═════ DATASET RECORDS
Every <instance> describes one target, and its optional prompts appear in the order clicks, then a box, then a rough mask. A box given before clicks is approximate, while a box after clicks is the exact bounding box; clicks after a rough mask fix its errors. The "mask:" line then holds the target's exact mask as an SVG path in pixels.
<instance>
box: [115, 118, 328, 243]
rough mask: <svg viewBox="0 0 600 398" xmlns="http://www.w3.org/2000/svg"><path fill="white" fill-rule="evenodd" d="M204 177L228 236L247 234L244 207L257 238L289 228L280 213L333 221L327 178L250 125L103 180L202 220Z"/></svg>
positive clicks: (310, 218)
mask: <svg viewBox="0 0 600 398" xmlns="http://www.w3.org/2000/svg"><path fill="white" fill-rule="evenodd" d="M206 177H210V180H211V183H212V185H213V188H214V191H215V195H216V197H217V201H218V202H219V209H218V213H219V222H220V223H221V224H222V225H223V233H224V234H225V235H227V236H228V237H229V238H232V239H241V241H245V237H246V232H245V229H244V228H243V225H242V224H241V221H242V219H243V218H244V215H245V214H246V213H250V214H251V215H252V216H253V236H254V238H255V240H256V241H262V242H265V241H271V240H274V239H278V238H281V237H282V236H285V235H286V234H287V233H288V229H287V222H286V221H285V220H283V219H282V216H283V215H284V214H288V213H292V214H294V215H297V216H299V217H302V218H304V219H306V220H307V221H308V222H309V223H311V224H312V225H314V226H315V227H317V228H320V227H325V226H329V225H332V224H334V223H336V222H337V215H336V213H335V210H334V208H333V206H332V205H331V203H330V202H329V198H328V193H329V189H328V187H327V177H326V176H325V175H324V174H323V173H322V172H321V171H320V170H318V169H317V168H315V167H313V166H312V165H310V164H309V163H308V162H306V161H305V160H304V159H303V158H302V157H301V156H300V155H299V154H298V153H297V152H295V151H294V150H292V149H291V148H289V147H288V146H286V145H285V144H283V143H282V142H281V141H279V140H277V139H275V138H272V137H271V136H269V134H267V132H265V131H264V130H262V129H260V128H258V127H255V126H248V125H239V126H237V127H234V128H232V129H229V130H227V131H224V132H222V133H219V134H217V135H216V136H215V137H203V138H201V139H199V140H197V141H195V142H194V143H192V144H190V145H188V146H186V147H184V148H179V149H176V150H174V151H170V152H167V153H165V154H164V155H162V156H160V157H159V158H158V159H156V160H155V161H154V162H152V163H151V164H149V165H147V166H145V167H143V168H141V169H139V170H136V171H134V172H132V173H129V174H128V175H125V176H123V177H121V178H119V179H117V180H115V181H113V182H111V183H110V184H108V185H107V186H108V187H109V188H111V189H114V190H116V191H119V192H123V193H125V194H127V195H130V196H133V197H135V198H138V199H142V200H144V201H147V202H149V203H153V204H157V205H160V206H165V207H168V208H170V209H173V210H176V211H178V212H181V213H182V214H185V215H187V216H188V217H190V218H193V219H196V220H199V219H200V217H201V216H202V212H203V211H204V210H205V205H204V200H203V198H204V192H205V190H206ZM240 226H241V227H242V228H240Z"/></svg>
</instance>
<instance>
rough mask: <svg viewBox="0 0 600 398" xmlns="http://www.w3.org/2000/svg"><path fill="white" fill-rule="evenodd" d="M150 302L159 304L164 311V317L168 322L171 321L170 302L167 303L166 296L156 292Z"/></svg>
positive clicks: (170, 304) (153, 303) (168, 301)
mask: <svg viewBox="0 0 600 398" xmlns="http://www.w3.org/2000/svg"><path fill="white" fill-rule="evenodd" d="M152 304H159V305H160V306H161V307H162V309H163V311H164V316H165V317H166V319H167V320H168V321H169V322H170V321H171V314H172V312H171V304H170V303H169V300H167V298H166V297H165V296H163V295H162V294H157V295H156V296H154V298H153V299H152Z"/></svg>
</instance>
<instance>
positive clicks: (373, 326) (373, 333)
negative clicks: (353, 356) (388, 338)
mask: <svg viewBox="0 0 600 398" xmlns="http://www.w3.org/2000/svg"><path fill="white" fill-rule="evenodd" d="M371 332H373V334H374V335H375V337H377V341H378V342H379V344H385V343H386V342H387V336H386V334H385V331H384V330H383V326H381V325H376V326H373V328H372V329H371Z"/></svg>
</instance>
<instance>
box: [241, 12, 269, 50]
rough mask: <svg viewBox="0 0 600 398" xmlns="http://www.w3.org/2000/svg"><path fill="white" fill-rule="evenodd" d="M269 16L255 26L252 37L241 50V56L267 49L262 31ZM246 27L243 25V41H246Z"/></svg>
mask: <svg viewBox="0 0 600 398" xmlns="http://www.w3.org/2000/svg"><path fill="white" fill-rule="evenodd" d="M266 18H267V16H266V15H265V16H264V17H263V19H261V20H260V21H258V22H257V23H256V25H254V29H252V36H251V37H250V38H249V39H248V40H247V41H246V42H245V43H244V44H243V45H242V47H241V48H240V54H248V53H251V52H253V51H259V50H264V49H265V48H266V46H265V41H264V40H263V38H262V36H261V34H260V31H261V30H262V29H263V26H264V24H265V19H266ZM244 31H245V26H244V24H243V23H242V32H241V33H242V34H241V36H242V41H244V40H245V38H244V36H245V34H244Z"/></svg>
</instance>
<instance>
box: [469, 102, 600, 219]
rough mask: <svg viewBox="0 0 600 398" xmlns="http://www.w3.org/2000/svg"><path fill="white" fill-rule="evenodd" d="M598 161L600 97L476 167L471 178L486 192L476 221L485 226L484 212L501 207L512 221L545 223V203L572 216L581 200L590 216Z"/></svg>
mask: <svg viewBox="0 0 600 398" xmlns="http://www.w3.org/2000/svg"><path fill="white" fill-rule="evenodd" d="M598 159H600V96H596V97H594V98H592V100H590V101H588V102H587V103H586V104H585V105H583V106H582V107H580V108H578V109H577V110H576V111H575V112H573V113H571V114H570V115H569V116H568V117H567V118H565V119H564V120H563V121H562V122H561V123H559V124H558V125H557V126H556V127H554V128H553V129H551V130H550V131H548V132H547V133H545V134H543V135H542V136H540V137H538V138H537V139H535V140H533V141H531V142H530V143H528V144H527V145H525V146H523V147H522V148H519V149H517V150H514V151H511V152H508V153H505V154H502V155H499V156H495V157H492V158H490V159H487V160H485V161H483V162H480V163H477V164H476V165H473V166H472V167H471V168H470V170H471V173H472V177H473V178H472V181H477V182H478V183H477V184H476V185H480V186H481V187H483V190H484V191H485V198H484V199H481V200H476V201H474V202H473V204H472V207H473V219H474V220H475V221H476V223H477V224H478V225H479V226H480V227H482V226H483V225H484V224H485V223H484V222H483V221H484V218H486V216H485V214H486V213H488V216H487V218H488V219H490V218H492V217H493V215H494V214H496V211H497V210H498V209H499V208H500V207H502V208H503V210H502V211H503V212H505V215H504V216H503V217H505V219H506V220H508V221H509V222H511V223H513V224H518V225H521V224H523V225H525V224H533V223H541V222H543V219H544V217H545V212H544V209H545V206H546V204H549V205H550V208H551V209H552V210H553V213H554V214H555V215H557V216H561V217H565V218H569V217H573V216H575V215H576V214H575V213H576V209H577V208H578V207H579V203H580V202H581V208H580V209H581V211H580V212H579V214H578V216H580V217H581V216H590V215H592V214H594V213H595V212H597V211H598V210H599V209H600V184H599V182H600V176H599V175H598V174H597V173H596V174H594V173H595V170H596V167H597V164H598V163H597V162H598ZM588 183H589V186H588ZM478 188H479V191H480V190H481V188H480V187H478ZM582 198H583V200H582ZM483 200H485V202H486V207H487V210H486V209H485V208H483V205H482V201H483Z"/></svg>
══════════
═════ DATASET RECORDS
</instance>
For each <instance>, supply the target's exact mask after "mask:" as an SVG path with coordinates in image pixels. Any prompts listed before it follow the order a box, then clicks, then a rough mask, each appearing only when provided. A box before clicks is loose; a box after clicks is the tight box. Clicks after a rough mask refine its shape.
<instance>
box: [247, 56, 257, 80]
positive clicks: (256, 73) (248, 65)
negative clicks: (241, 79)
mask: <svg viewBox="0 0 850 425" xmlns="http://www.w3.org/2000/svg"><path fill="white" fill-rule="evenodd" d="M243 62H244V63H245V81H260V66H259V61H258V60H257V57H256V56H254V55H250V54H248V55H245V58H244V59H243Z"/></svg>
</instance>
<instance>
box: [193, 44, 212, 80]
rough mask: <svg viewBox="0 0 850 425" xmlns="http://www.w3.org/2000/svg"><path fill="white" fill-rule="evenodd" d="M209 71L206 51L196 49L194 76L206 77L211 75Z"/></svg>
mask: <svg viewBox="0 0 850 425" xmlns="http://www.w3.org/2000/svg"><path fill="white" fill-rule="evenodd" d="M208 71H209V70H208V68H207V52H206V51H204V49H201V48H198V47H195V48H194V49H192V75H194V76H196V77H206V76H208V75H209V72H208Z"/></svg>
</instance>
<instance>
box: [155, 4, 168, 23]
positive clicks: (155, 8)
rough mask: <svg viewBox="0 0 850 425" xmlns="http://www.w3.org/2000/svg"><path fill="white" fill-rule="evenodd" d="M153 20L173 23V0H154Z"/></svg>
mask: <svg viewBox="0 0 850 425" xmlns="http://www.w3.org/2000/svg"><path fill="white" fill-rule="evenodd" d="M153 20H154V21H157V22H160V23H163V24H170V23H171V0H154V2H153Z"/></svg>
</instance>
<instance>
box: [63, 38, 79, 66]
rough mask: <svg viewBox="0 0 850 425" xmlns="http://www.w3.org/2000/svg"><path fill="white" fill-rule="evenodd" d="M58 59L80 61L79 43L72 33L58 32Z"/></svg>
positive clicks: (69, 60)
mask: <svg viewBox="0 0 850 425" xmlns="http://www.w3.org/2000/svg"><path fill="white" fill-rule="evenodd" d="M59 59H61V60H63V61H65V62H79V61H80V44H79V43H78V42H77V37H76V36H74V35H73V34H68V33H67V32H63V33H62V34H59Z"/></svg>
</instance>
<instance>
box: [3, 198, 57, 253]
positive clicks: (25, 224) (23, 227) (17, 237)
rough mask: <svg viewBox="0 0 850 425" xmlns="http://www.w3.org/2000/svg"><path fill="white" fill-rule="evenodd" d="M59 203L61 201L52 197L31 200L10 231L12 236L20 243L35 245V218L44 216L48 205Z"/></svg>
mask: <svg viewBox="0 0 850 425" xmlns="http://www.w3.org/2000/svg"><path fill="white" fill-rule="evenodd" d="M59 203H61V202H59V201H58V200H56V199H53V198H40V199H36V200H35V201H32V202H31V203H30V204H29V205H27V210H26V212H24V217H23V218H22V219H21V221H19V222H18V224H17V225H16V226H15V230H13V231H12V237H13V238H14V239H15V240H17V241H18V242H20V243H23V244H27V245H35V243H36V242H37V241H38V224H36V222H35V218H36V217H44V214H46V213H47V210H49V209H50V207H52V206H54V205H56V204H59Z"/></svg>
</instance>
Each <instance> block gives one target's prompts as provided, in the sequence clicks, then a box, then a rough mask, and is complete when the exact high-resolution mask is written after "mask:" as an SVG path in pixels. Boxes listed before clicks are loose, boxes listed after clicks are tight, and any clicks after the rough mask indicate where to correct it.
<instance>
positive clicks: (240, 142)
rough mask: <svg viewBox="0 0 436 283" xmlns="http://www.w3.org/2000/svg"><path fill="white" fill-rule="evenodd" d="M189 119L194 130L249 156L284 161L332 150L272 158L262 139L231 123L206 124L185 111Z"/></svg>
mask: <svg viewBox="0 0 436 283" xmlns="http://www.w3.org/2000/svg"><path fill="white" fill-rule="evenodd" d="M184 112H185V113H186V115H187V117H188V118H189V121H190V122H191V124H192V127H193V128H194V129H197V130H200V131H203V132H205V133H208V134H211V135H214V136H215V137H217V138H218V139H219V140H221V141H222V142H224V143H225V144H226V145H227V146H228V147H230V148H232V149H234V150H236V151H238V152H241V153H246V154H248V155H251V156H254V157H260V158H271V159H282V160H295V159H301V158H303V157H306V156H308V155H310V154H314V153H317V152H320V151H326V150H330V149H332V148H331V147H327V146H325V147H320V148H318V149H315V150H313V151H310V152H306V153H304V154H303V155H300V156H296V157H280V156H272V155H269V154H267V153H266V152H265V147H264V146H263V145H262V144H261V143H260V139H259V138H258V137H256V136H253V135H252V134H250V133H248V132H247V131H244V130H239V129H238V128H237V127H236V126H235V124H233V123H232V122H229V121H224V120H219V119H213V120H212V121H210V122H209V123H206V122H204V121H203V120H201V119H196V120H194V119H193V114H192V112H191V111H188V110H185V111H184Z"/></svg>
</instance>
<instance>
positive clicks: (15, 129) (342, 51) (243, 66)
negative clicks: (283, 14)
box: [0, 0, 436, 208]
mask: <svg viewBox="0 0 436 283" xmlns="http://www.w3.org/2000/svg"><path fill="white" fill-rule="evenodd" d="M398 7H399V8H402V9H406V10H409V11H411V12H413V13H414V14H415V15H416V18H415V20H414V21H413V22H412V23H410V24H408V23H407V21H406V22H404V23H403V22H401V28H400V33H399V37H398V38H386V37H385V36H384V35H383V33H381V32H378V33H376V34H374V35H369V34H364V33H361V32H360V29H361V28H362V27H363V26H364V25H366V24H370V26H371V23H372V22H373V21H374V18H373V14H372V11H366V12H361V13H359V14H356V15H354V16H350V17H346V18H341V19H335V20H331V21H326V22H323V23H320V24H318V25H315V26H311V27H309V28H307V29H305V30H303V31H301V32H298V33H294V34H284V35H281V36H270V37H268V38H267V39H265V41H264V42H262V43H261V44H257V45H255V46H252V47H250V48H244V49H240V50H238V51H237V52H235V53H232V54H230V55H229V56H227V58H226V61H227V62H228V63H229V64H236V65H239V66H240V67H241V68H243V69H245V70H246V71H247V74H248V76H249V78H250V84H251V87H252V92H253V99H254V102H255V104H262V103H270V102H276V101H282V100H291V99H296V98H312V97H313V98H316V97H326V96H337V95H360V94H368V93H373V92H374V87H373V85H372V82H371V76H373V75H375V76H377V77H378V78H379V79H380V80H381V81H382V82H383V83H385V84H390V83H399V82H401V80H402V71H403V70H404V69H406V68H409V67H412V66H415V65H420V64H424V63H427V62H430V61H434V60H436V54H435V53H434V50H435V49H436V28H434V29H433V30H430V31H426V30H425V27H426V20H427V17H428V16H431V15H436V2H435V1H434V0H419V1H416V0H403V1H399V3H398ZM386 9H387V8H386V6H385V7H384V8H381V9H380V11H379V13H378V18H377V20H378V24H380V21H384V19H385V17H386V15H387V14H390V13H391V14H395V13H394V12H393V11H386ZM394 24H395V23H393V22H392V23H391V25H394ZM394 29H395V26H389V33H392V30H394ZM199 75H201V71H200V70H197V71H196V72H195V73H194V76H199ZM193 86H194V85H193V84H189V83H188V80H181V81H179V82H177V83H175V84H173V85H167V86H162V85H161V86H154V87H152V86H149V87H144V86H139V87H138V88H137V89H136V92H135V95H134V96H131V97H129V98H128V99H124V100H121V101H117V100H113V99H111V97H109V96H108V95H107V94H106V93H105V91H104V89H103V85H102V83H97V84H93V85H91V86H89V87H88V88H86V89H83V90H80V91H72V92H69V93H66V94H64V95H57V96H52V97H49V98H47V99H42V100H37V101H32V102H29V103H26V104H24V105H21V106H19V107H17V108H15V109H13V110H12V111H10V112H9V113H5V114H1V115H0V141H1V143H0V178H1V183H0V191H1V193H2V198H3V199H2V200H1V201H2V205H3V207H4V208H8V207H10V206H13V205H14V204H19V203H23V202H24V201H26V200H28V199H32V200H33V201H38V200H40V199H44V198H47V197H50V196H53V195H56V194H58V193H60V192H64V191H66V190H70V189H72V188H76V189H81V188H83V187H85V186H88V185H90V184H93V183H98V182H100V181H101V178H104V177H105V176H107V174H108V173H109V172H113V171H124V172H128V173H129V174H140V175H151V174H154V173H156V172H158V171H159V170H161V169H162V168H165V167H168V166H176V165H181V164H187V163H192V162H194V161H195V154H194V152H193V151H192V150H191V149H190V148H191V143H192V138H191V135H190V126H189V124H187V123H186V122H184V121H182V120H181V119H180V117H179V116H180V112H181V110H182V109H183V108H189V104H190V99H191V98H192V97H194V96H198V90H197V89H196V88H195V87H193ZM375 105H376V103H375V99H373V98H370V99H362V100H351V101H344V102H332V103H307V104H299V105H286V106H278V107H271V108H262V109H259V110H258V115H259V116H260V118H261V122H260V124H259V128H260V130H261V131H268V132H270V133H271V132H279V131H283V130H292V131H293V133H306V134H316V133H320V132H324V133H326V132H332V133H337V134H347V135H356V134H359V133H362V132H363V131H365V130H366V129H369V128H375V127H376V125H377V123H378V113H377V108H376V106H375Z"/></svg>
══════════
**WHAT IS REQUIRED**
Rewrite the lines starting at the line that contains "Every <instance> describes" and ending after the line that contains "box: [115, 118, 328, 243]", replacing "approximate" with "estimated" and leaving everything else unchanged.

**WRITTEN RESPONSE**
Every <instance> describes one target, and its optional prompts appear in the order clicks, then a box, then a rough mask. A box given before clicks is estimated, while a box after clicks is the exact bounding box; clicks after a rough mask fix its errors. The "mask:" line then holds the target's exact mask as an SVG path in pixels.
<instance>
box: [115, 118, 328, 243]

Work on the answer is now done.